Auch eine 35-jährige Kundin, die heute ebenfalls bei der Tafel einkauft, kommt mit ihrem Geld nicht über die Runden. Die alleinerziehende Mutter von zwei Kindern arbeitet Teilzeit als Medizinische Fachangestellte. Doch ihr Gehalt reicht nicht, um die kleine Familie zu versorgen. „Die Gehälter steigen nicht so sehr wie die Produktpreise“, sagt sie.
Laut Statistischem Bundesamt sind die Preise für Nahrungsmittel vom Januar 2020 bis zum November 2024 um 34 Prozent gestiegen, auch viele Grundnahrungsmittel sind davon betroffen. Bei einzelnen Lebensmitteln ist der Preisanstieg noch drastischer: Butter ist fast 60 Prozent teurer, Margarine und Pflanzenfette über 50 Prozent. Käse und Quark kosten knapp 50 Prozent mehr, Molkereiprodukte und Eier 43 Prozent. Das Plus bei Mehl und anderen Getreideerzeugnissen liegt bei 45 Prozent, bei Brot sind es 40, bei Gemüse 30 Prozent.
Zwar ist die Inflationsrate zuletzt wieder leicht zurückgegangen, doch Lebensmittel bleiben teuer. Gründe sind unter anderem gestiegene Energiekosten, die schwierige internationale politische Lage sowie Arbeitskräftemangel und schlechte Ernten durch den Klimawandel. Aber auch versteckte Preiserhöhungen sowie Mitnahmeeffekte der Anbieter spielen laut Verbraucherzentrale eine Rolle.

▬▬▬▬▬▬▬▬▬▬

*Aufgabe A*. Warum bleiben Lebensmittel laut dem Text über die Lebensmittelpreise teuer, obwohl die Inflationsrate zuletzt leicht zurückgegangen ist? Antworte in ein bis drei Sätzen.
*Aufgabe B*. Setze den Text über die Lebensmittelpreise im Anschluss an seinen letzten Satz fort.

Datensätze mit Punktannotationen:

▬▬▬▬▬▬▬▬▬▬

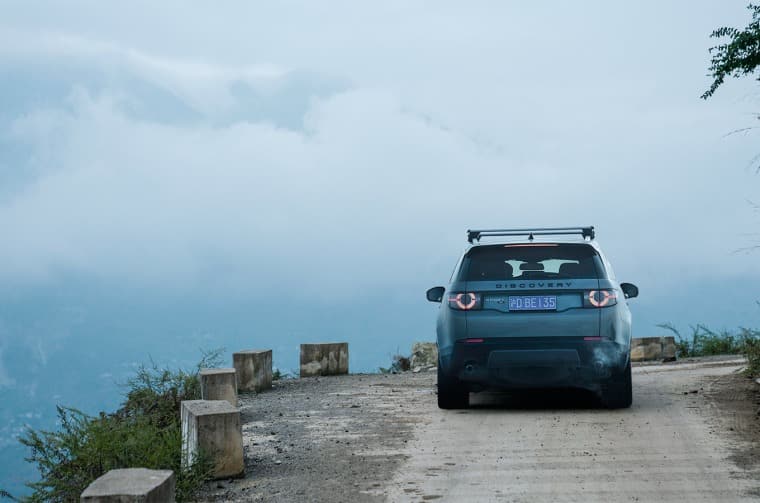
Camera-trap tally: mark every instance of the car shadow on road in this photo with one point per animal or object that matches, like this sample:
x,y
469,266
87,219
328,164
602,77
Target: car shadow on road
x,y
543,399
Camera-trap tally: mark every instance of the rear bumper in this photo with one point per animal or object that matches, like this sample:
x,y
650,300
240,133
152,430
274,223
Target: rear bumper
x,y
536,363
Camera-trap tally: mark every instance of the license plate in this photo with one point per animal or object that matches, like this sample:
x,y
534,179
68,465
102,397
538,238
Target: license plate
x,y
533,303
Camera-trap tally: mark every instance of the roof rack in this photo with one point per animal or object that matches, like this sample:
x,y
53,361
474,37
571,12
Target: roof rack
x,y
586,232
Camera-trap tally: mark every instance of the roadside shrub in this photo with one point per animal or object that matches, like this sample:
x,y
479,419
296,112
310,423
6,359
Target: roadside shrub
x,y
705,342
399,363
144,432
752,351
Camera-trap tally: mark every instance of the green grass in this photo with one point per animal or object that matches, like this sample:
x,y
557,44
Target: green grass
x,y
705,342
144,432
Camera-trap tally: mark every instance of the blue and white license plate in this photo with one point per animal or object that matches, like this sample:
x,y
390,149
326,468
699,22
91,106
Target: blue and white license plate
x,y
532,302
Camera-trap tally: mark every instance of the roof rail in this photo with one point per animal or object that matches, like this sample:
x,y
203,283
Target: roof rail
x,y
586,232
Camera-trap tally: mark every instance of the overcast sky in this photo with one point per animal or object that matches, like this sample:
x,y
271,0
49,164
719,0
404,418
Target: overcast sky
x,y
349,145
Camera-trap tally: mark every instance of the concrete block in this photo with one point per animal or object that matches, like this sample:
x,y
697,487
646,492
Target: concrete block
x,y
324,359
668,348
130,485
219,384
254,369
213,426
424,354
646,349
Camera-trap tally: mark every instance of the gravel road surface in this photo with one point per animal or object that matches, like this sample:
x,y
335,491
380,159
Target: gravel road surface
x,y
691,435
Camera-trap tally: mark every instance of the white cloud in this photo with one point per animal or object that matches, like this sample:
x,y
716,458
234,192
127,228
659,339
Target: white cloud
x,y
383,175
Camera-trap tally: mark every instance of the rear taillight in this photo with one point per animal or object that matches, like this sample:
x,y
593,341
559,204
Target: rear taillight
x,y
599,298
465,301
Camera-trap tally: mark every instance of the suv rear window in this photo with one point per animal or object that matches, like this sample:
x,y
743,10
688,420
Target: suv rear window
x,y
531,261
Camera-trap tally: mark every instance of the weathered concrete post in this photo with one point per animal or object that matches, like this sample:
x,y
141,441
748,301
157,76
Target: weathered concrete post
x,y
213,426
646,348
219,384
130,485
324,359
254,369
668,348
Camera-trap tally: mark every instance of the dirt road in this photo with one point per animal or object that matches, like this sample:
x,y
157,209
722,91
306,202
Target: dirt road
x,y
688,437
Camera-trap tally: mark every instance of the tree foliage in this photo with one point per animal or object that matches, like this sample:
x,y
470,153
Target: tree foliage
x,y
739,56
145,432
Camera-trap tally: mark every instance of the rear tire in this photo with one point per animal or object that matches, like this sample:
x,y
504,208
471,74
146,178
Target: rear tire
x,y
452,394
618,394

▬▬▬▬▬▬▬▬▬▬

*Antwort A*. Gründe sind unter anderem gestiegene Energiekosten, die schwierige internationale politische Lage sowie Arbeitskräftemangel und schlechte Ernten durch den Klimawandel. Laut Verbraucherzentrale spielen außerdem versteckte Preiserhöhungen und Mitnahmeeffekte der Anbieter eine Rolle.

*Antwort B*.
„Viele können sich keine gesunden Lebensmittel wie Obst und Gemüse mehr leisten“, sagt Dietlind Osterkamp, Vorsitzende der Laatzener Tafel für Hemmingen, Laatzen und Pattensen. Seit der ersten Lebensmittelausgabe des Vereins im Mai 2008 ist die Zahl der registrierten Haushalte in den drei Kommunen von 520 auf rund 750 gestiegen. Lediglich Ende 2015, im Jahr der Flüchtlingskrise, lagen sie mit rund 920 Haushalten noch höher.
Zu jedem registrierten Haushalt gehören laut Osterkamp im Schnitt drei Personen. „Wir geben wöchentlich an rund 1300 Menschen gerettete Lebensmittel weiter“, sagt die Tafelvorsitzende. Denn nicht alle kämen auch regelmäßig zu den Lebensmittelausgaben.
Registrieren lassen können sich Menschen, die Bürgergeld, Grundsicherung, Wohngeld oder Leistungen nach dem Asylbewerberleistungsgesetz erhalten. „Viele unserer Kunden sind Senioren, deren Rente vom Sozialamt aufgestockt wird, weil sie nicht reicht“, sagt Osterkamp.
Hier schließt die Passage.